[Opening Text under study section]

October 03, 2012

Identifying behaviours as addictions and providing accommodation to employees with addictions can be difficult. While drug, alcohol and even gambling addiction are widely recognized disorders, significant uncertainty exists as to whether compulsive behaviours, such as excessive playing of videogames or use of the internet, constitute bona fide mental disorders. If they are mental disorders, does that mean they are automatically disabilities that must be accommodated in the workplace? If a duty to accommodate exists, how far does that duty go? In this session experts will address addictions from both a psychological and legal perspective, explaining the nature of addiction and discussing appropriate, legally-compliant accommodation.

    • Understanding Addiction: How do psychologists and psychiatrists define addiction? How common is addiction? Are addictions, such as sex addiction and videogame addiction, real mental illnesses? What are the warning signs that an activity like gambling or drinking is becoming an addiction? What types of behaviours might an employee with an addiction manifest in the workplace? How should managers, co-workers or union representatives approach someone they believe has an addiction or may be developing an addiction? How can employers and unions address the stigma that attaches to addiction? From a legal standpoint, are all addictions disabilities that trigger the duty to accommodate under human rights legislation? When an employer disciplines an employee for drug or alcohol use, is it legally relevant whether the employee is an addict or a casual user?

[Closing Text under study section]
[Opening Entries shown section]

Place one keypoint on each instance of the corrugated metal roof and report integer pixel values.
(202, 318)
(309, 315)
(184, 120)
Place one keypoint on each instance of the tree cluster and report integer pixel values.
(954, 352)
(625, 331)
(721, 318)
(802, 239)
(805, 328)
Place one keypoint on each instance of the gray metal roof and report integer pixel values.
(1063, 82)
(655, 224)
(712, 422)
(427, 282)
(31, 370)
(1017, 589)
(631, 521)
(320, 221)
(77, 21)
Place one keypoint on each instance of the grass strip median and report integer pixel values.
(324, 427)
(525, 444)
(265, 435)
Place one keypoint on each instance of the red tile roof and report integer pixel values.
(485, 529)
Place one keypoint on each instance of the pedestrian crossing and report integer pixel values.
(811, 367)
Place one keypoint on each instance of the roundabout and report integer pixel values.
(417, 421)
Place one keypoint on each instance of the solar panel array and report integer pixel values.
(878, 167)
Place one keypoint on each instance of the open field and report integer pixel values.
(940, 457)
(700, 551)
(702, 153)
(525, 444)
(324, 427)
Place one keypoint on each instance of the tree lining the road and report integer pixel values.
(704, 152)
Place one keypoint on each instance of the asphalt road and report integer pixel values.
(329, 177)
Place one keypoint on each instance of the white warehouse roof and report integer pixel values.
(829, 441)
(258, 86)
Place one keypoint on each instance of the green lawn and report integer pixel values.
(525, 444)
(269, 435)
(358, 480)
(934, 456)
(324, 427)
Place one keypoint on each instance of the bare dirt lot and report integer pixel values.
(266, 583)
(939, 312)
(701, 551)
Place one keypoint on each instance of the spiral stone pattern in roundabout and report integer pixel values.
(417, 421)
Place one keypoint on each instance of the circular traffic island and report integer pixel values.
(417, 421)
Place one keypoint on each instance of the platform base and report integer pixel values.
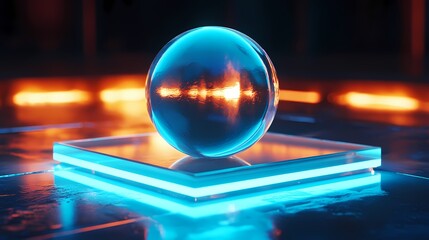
(146, 162)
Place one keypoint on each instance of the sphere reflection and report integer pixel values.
(212, 92)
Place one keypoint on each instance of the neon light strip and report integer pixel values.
(222, 206)
(219, 188)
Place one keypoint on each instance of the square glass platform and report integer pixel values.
(147, 161)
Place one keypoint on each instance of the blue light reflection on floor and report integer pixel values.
(221, 206)
(219, 188)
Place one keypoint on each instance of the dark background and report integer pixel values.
(369, 39)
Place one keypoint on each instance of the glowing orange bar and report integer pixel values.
(299, 96)
(379, 102)
(122, 95)
(27, 98)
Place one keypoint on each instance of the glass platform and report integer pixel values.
(147, 162)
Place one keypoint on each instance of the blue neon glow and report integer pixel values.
(218, 188)
(248, 201)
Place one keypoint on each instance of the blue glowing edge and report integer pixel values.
(265, 199)
(218, 185)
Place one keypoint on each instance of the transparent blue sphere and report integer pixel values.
(212, 92)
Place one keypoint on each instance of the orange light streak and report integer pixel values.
(122, 95)
(299, 96)
(379, 102)
(27, 98)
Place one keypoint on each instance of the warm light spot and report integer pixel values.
(169, 92)
(249, 93)
(193, 93)
(379, 102)
(26, 98)
(232, 93)
(299, 96)
(122, 95)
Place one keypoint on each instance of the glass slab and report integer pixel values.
(277, 160)
(353, 187)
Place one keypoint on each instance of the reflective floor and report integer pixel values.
(36, 204)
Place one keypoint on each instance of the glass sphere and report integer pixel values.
(212, 92)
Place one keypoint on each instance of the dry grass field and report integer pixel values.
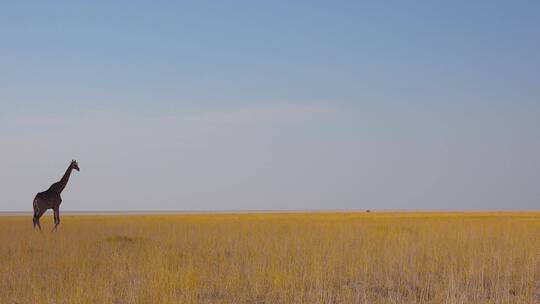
(273, 258)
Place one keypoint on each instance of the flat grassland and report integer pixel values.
(376, 257)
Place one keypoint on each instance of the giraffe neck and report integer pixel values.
(63, 182)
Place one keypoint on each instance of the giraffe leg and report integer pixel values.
(56, 218)
(37, 215)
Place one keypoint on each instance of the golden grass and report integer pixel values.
(273, 258)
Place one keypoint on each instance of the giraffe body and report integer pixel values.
(51, 198)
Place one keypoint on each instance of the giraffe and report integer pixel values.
(50, 199)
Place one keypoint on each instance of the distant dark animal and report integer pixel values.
(50, 199)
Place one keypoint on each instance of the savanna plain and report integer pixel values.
(377, 257)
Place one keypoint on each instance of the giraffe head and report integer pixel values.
(75, 165)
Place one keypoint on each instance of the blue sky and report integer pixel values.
(252, 105)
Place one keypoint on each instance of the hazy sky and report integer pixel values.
(271, 104)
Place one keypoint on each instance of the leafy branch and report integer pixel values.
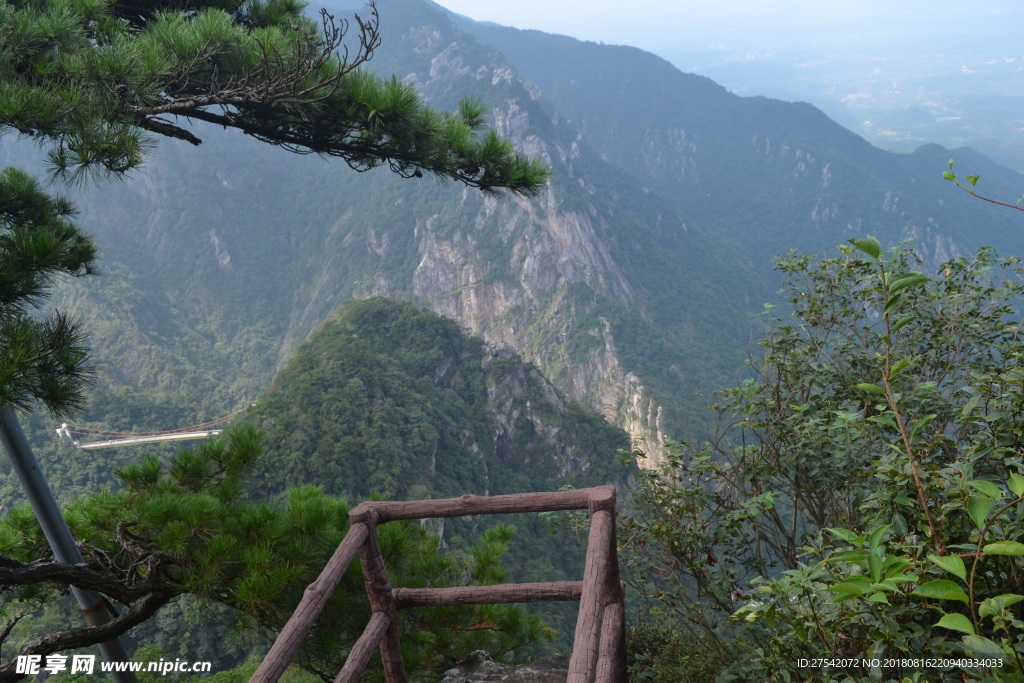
(972, 180)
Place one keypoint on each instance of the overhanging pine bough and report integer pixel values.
(95, 77)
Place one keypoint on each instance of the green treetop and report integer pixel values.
(40, 359)
(96, 78)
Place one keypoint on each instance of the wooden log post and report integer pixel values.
(359, 655)
(310, 607)
(611, 663)
(583, 664)
(381, 595)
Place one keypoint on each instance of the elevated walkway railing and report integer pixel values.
(599, 644)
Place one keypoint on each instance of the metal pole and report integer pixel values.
(94, 608)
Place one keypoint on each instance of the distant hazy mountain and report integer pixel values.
(632, 283)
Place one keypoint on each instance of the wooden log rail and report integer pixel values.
(599, 645)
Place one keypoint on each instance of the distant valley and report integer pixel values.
(633, 283)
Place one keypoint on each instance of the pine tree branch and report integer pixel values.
(76, 638)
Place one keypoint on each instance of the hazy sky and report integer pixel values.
(658, 24)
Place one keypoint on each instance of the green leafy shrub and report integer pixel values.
(862, 498)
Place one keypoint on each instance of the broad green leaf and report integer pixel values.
(907, 281)
(987, 487)
(870, 388)
(1005, 548)
(920, 424)
(903, 579)
(956, 623)
(875, 566)
(901, 364)
(892, 303)
(951, 563)
(983, 646)
(884, 419)
(971, 403)
(902, 323)
(997, 604)
(852, 586)
(869, 246)
(877, 535)
(894, 565)
(979, 507)
(855, 556)
(847, 535)
(1016, 484)
(941, 590)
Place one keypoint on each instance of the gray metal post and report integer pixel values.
(94, 608)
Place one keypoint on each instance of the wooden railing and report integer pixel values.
(599, 646)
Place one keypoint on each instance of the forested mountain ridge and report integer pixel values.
(771, 174)
(631, 282)
(392, 399)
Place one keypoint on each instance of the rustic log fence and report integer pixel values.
(599, 646)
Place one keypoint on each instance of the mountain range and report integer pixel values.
(633, 282)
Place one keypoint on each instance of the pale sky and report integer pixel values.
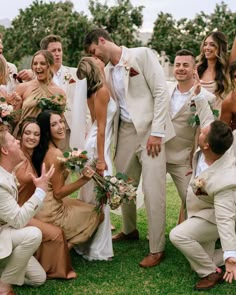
(178, 8)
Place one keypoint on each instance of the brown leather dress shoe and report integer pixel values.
(152, 259)
(209, 281)
(134, 235)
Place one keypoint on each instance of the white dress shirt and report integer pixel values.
(202, 166)
(178, 100)
(118, 74)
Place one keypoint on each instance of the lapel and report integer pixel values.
(185, 107)
(126, 62)
(10, 181)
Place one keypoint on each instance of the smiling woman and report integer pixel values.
(30, 93)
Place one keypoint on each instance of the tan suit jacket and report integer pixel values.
(146, 93)
(11, 215)
(218, 206)
(178, 149)
(11, 83)
(68, 76)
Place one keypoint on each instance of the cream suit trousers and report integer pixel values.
(21, 267)
(131, 158)
(181, 181)
(195, 238)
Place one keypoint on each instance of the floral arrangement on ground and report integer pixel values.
(112, 190)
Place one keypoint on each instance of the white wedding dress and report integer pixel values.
(100, 247)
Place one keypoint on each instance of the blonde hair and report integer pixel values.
(49, 61)
(3, 141)
(88, 69)
(3, 71)
(221, 66)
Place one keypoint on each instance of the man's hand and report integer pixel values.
(100, 167)
(42, 181)
(26, 75)
(15, 100)
(197, 83)
(154, 145)
(87, 172)
(230, 266)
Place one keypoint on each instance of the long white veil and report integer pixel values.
(78, 114)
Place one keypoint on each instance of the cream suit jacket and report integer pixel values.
(178, 149)
(146, 94)
(68, 76)
(218, 206)
(11, 214)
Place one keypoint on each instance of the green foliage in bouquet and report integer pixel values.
(113, 190)
(54, 103)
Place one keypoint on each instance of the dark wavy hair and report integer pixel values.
(221, 65)
(220, 137)
(88, 69)
(232, 73)
(40, 151)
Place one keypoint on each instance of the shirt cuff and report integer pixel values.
(228, 254)
(158, 134)
(198, 97)
(40, 194)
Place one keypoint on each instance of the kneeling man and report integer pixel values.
(214, 174)
(18, 243)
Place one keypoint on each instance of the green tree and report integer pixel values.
(166, 35)
(122, 21)
(40, 19)
(170, 35)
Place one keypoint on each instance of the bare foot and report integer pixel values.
(6, 289)
(71, 275)
(70, 245)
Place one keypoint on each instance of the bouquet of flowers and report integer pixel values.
(6, 111)
(194, 118)
(111, 190)
(198, 186)
(55, 103)
(74, 161)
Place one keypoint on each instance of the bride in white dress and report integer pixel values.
(98, 145)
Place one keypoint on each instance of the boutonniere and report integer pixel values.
(133, 72)
(198, 186)
(71, 81)
(67, 76)
(193, 119)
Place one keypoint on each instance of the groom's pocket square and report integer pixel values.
(71, 81)
(133, 72)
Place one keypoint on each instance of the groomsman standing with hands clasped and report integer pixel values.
(142, 125)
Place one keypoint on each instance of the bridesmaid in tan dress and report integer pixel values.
(78, 219)
(213, 66)
(53, 253)
(42, 86)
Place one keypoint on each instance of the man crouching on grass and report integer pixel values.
(211, 201)
(17, 242)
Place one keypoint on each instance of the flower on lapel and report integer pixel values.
(71, 81)
(133, 72)
(193, 119)
(67, 76)
(198, 186)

[Closing Entries shown section]

● Work task A
Could you reproduce, word for word, the part of the addiction session description from "Identifying behaviours as" to "appropriate, legally-compliant accommodation."?
● Work task B
Do these statements agree with the addiction session description? Answer yes or no for each, and quote the deciding words.
(i) Drug, alcohol and gambling addiction are described as widely recognized disorders.
(ii) The experts will address addictions from a legal perspective only.
(iii) Excessive use of the internet is stated to be a bona fide mental disorder.
● Work task C
Could you continue the addiction session description, starting after its last sentence?

● Expected output A
Identifying behaviours as addictions and providing accommodation to employees with addictions can be difficult. While drug, alcohol and even gambling addiction are widely recognized disorders, significant uncertainty exists as to whether compulsive behaviours, such as excessive playing of videogames or use of the internet, constitute bona fide mental disorders. If they are mental disorders, does that mean they are automatically disabilities that must be accommodated in the workplace? If a duty to accommodate exists, how far does that duty go? In this session experts will address addictions from both a psychological and legal perspective, explaining the nature of addiction and discussing appropriate, legally-compliant accommodation.

● Expected output B
(i) Yes: "While drug, alcohol and even gambling addiction are widely recognized disorders"
(ii) No: "experts will address addictions from both a psychological and legal perspective"
(iii) No: "significant uncertainty exists as to whether compulsive behaviours, such as excessive playing of videogames or use of the internet, constitute bona fide mental disorders"

● Expected output C
    • Medical/psychological evidence: What medical psychological information is necessary to establish that an employee has an addiction? Is evidence from a specialist necessary? What kind of specialist is qualified to diagnose an addiction? Should workplace parties place greater weight on the evidence of psychiatrists than on the evidence of psychologists? Is information from a psychologist or psychiatrist treating an employee acceptable? Or should an employer request an independent medical exam? Is an employee entitled to accommodation if he or she discloses a disability only after discipline has been imposed? Should arbitrators readily accept post-discharge evidence of addiction, given that a reluctance to admit to a problem is an aspect of the disability? Should they accept post-discharge evidence of successful rehabilitation?
    • Accommodation, last chances and undue hardship: What types of accommodations must employers often provide to employees with an addiction? Must an employer accept absenteeism attributable to an employee’s addiction? Can an employer legally discipline an employee with a gambling addiction for accessing gambling sites on the internet at work? Is such conduct rendered non-culpable because of the employee’s addiction? Must employers tolerate workplace theft that is causally linked to an employee’s addiction? (How is such a causal connection established?) Is it discriminatory to require an employee living with or recovering from a drug or alcohol addiction to submit to random drug or alcohol tests? Can an employer impose special medical reporting conditions on employees recovering from other types of addictions? For example, can an employer require evidence that an employee is continuing with treatment? Must employers accommodate relapses? If so, how many? In what circumstances is a last-chance agreement a form of accommodation? When are last-chance agreements discriminatory? Can last-chance agreements be used to establish that the employer has reached the point of undue hardship?